* [Task statement] Below are records to repeat exactly. Omit the pictures from the copy.

Natural-language object grounding data
◇ ◇ ◇ ◇ ◇ ◇ ◇
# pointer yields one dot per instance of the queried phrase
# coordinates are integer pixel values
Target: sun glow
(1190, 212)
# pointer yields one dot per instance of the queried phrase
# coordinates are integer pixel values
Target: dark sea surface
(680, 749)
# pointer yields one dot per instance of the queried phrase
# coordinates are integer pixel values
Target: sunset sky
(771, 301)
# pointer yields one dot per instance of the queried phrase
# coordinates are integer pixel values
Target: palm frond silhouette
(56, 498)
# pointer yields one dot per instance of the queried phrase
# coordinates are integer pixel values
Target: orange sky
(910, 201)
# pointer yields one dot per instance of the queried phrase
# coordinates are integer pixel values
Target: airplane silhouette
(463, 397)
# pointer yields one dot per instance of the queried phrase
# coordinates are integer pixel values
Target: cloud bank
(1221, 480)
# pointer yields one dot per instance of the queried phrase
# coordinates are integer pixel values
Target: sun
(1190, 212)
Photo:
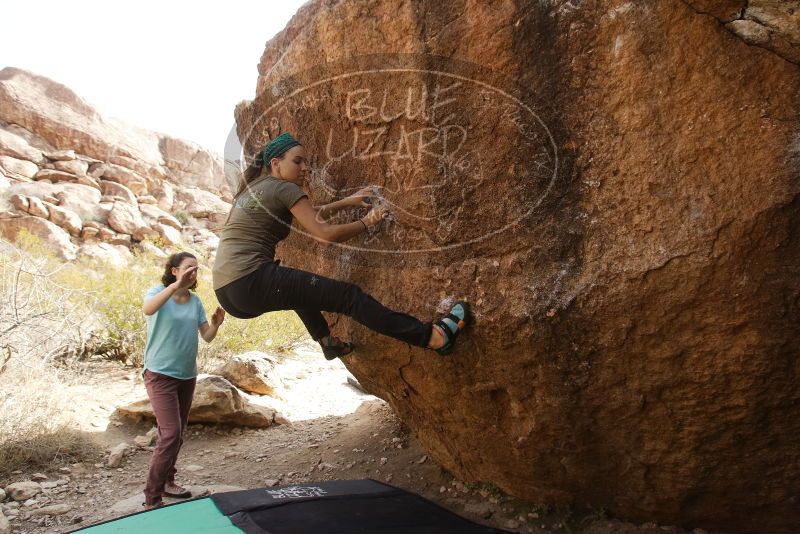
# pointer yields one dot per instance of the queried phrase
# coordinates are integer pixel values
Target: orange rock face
(614, 186)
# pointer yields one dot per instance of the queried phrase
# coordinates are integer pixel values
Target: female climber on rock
(249, 281)
(174, 315)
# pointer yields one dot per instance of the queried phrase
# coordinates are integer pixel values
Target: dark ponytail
(250, 173)
(175, 261)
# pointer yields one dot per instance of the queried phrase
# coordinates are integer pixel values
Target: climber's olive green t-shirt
(259, 219)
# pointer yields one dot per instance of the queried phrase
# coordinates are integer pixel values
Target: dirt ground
(336, 432)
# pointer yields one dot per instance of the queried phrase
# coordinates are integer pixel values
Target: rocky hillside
(93, 186)
(614, 186)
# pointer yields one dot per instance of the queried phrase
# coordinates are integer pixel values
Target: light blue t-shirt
(172, 336)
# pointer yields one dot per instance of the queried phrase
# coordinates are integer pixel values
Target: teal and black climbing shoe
(333, 348)
(452, 324)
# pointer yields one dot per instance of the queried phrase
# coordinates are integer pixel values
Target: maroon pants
(171, 399)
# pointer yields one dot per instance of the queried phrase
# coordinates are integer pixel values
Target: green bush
(117, 295)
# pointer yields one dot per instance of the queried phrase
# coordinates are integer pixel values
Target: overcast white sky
(176, 67)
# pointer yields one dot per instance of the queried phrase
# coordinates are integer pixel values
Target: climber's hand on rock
(361, 197)
(375, 215)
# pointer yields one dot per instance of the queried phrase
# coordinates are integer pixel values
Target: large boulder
(126, 177)
(15, 166)
(116, 189)
(65, 218)
(253, 372)
(64, 121)
(215, 401)
(126, 219)
(54, 236)
(614, 188)
(15, 146)
(114, 255)
(202, 204)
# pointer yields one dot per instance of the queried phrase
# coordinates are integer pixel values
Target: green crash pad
(200, 515)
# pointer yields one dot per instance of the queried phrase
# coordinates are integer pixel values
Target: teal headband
(278, 146)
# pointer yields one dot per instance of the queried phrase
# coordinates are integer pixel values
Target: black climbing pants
(272, 287)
◇ ◇ ◇ ◇ ◇ ◇ ◇
* [Solution]
# pointer yields one dot per instance of the queried phrase
# coordinates are integer pixel values
Target: sun glow
(1190, 212)
# pointer yields one dot per instance of the queried phrase
# coordinates are integer pixel values
Target: dark sea surface
(680, 749)
# pointer yields one dot per instance of the queried phrase
# coordinates are integer pixel values
Target: sunset sky
(771, 301)
# pointer yields one dot per instance of the queried phrase
# coordinates are integer pixel values
Target: palm frond silhouette
(56, 498)
# pointer yields one dot per instance of the queried phrase
# coordinates are integer pixel values
Target: orange sky
(910, 201)
# pointer yields one dot per instance of the queried phrase
# coordinates are integer pixel values
Target: airplane silhouette
(463, 397)
# pointer yields one dot per instance of the queried phrase
# coordinates are integer pixel values
Target: cloud bank
(1221, 480)
# pointer yields one dot per instance of the queried phrase
# coordinates are integer pixel values
Target: sun
(1190, 212)
Photo:
# pointer yields one dot per instance of the queried phrase
# coordinates are integer pixel values
Target: orange rock face
(614, 186)
# pointer yields one dot per instance of the queried phrase
# coordinates are integer pixel values
Target: female climber on rock
(249, 281)
(174, 315)
# pointer yields one dot per instance of the queried phrase
# coordinates are integer pixel values
Target: dark ponytail
(250, 173)
(175, 261)
# pointer yields one dot per instance of the queried phrase
# coordinates are integer pixel values
Target: climber's olive green t-shirt
(259, 219)
# pointer yields one dot per instance of the queried phrase
# coordinates are integer pixel values
Target: dirt ground
(336, 432)
# pointer yields one dot per instance of the queried phrase
# coordinates are integer pixel values
Target: rocky hillside
(93, 186)
(614, 186)
# pointer yields one dot per instance of the queried phrase
# coordinates are integer pixel values
Target: light blue t-shirt
(172, 336)
# pointer yields one dot per instance of the queried phrase
# coordinates are integer pixel values
Target: teal and black climbing shoe
(333, 348)
(452, 324)
# pointer yields one dot per instance of the queried phrase
# coordinates are integer pixel values
Target: maroon pants
(171, 399)
# pointer yields one dot per instance of the queried phrase
# coordinates are integer pixel values
Target: green bush
(117, 295)
# pointer yields one dot per instance of the queried phrase
# coordinates are integer pixel values
Target: overcast white sky
(176, 67)
# pointer yields one dot per instance of the queried phrase
# coordinates are integer pixel values
Target: climber's hand on rock
(361, 197)
(375, 215)
# pointer yields one dot per instance of the queried phrase
# coordinates are integer pixel values
Target: large boulder
(126, 177)
(15, 166)
(116, 189)
(65, 218)
(253, 372)
(64, 121)
(215, 401)
(126, 219)
(54, 236)
(614, 188)
(15, 146)
(114, 255)
(202, 204)
# pointer yields one dot per instance of the queried phrase
# coordinates are integer pixel values
Target: green crash pad
(200, 515)
# pointer yields one dot per instance of the queried phrase
# coordinates are integer pixel values
Target: teal headband
(278, 146)
# pointer yields one dot per instance of the queried phrase
# coordinates are integer pixel values
Target: black climbing pants
(272, 287)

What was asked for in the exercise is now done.